■ What to produce:
Copy the rows below verbatim, starting with the line that contains "Note: point to every instance of the blurred car" and continuing through the line that contains "x=278, y=571", with both of those lines included.

■ Task material:

____

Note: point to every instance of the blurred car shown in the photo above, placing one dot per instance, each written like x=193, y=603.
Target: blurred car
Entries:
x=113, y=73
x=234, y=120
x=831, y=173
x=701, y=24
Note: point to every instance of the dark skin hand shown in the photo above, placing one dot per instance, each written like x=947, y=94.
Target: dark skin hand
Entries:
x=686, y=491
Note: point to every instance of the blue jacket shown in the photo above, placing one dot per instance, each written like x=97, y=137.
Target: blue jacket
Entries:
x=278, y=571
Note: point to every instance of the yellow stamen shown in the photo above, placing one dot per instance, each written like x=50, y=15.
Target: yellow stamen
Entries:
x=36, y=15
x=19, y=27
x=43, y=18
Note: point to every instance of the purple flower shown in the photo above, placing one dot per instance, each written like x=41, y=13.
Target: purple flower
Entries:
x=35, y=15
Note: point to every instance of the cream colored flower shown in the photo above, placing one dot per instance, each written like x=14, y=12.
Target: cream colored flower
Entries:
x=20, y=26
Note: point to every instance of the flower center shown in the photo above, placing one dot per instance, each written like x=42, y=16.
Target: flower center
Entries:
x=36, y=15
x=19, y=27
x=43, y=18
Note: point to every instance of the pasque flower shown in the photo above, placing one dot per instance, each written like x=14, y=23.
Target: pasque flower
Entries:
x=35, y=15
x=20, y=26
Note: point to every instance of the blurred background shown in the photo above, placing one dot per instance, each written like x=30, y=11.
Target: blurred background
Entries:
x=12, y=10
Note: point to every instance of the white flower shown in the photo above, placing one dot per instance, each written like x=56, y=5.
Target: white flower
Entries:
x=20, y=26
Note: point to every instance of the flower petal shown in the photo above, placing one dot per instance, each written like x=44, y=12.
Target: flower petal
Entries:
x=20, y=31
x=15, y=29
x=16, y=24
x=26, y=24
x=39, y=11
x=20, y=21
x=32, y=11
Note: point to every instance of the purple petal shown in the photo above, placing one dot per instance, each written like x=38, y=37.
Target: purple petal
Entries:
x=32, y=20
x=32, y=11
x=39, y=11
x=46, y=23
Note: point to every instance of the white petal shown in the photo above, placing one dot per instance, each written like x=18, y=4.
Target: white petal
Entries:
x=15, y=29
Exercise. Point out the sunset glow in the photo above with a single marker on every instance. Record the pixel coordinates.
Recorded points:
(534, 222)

____

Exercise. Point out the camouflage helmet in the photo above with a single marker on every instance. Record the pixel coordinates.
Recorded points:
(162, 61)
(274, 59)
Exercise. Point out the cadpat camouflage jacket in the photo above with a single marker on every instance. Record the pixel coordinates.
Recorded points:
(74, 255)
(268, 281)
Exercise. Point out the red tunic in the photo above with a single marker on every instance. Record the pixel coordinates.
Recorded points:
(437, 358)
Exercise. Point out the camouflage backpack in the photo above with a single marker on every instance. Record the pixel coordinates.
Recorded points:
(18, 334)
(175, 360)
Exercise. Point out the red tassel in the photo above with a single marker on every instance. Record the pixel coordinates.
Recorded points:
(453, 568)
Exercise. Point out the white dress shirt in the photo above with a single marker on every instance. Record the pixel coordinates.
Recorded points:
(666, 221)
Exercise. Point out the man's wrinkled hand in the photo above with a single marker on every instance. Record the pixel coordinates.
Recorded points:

____

■ Solved exercise:
Note: point to every instance of the blurred car shown in the photo above, placing one dot per instance, each written like x=193, y=603.
Target: blurred car
Entries:
x=113, y=73
x=234, y=120
x=831, y=173
x=701, y=24
Note: point to every instance of the dark skin hand shown in the photo above, placing one dot per instance, each written like x=947, y=94.
Target: dark skin hand
Entries:
x=686, y=491
Note: point to every instance of the blue jacket shown in the photo above, placing one dot per instance, each written like x=97, y=137.
Target: blue jacket
Entries:
x=278, y=571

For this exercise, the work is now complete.